PROBLEM DESCRIPTION
Word for word, retype the tail of the data below, starting with the line that has "Target: dog's hind leg" and including the last line.

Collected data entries
—————

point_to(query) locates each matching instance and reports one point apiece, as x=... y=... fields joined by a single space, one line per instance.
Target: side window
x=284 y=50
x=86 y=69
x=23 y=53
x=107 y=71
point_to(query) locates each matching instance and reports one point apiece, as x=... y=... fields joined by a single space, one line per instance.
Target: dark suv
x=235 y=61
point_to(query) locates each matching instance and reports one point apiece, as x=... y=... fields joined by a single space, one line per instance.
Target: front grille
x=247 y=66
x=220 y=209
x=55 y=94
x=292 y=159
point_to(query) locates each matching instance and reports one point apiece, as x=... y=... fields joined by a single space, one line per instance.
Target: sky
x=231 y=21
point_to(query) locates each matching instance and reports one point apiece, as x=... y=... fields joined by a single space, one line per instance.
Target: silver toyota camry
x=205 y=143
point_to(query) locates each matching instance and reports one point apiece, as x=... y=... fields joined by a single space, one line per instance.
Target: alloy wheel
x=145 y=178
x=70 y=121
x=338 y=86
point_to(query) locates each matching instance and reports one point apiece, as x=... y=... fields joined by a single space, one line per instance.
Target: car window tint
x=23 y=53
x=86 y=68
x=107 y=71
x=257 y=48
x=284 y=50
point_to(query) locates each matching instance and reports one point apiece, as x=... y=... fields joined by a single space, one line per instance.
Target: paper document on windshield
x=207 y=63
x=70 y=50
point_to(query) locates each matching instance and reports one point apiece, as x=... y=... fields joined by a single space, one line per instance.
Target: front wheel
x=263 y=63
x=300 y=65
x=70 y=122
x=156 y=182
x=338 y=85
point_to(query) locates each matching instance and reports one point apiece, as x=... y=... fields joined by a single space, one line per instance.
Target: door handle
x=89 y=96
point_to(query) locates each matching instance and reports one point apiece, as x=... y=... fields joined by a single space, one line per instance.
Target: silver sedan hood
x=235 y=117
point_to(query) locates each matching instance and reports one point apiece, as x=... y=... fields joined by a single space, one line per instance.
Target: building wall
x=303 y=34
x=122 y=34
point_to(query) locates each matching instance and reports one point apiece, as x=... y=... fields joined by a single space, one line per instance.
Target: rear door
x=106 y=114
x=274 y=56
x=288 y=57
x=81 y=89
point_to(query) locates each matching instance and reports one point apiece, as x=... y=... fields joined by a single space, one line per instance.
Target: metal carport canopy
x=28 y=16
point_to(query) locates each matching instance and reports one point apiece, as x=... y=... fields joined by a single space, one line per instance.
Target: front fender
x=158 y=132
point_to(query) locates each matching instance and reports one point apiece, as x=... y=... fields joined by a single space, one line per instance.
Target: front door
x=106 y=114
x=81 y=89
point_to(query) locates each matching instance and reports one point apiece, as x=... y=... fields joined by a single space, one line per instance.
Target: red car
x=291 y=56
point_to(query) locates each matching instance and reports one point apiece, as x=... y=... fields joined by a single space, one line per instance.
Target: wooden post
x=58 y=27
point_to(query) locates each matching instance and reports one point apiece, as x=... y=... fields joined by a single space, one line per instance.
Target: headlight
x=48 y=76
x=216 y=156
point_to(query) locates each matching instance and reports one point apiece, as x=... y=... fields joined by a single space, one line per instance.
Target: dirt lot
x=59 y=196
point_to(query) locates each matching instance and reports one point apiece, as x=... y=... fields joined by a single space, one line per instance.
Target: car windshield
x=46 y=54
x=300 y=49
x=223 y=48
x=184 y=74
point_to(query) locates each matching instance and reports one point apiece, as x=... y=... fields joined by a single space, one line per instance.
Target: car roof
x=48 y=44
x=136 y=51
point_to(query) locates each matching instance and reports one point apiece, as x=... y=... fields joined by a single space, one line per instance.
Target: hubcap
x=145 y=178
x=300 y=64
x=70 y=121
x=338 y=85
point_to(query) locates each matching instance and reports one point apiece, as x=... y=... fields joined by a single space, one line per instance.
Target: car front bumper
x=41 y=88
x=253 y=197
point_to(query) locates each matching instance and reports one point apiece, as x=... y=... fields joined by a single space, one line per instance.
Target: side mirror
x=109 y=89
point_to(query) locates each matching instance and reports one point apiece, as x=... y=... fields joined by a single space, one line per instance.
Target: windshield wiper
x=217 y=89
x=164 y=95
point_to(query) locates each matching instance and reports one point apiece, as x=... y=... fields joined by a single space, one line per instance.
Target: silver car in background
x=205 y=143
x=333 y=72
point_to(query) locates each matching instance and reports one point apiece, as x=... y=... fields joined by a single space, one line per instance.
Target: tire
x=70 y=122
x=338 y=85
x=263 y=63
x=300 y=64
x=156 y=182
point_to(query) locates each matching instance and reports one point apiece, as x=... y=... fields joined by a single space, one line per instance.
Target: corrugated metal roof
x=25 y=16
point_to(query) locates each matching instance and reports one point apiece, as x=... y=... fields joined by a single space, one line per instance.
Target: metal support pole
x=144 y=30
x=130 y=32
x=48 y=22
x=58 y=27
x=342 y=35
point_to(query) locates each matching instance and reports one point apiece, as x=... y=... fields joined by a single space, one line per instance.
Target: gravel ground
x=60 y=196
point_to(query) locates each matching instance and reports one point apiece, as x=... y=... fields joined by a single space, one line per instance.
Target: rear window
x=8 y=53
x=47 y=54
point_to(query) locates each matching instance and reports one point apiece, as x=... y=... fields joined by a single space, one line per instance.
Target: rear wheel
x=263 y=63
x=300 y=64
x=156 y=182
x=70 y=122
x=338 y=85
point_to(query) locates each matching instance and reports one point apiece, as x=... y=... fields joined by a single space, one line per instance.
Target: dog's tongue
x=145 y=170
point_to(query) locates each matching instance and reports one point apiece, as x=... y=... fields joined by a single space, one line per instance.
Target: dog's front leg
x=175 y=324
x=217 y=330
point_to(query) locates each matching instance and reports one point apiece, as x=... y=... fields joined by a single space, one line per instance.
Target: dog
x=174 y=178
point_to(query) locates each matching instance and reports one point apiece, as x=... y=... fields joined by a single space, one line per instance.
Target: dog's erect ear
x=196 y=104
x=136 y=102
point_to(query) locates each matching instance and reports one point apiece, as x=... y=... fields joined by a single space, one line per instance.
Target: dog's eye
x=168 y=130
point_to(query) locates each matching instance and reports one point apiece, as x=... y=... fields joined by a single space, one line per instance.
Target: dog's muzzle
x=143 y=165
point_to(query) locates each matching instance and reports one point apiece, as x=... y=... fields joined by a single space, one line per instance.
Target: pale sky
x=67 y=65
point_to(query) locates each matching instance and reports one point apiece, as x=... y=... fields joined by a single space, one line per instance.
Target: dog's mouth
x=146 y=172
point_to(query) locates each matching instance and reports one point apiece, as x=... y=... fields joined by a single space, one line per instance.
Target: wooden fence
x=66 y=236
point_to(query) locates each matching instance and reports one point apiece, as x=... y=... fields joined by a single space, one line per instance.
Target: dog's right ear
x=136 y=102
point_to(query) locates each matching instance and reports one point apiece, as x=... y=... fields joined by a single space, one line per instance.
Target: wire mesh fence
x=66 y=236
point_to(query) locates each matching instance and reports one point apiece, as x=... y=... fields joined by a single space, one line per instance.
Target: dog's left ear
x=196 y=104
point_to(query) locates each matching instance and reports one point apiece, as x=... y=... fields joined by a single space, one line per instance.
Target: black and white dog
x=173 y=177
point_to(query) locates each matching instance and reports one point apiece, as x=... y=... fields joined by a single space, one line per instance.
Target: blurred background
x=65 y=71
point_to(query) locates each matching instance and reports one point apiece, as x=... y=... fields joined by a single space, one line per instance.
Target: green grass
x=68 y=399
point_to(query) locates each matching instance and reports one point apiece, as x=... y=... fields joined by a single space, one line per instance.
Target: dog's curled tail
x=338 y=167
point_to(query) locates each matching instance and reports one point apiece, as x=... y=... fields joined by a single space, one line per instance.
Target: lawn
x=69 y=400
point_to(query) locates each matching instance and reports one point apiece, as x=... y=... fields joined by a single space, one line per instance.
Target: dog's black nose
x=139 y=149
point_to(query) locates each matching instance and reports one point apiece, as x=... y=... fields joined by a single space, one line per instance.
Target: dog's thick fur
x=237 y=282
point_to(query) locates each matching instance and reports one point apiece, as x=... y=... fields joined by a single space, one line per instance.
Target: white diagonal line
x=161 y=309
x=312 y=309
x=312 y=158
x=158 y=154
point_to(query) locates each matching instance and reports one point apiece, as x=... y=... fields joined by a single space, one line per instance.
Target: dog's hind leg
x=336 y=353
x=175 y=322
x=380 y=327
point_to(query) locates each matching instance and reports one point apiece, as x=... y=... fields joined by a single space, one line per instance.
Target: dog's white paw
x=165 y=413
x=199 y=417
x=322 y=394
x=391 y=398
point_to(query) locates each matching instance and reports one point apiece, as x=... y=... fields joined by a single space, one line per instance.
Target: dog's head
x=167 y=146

—————

RESULT BELOW
Target: dog's hind leg
x=336 y=353
x=175 y=322
x=380 y=327
point_to(query) locates each matching instance and reports one point apiece, as x=... y=... fields joined by a single space, one line per instance.
Target: dog's white paw
x=165 y=413
x=199 y=417
x=322 y=394
x=391 y=398
point_to(query) locates each matching instance and reports one point apiece, as x=... y=... fields joined by a single space, one line per instance.
Target: dog's head
x=167 y=146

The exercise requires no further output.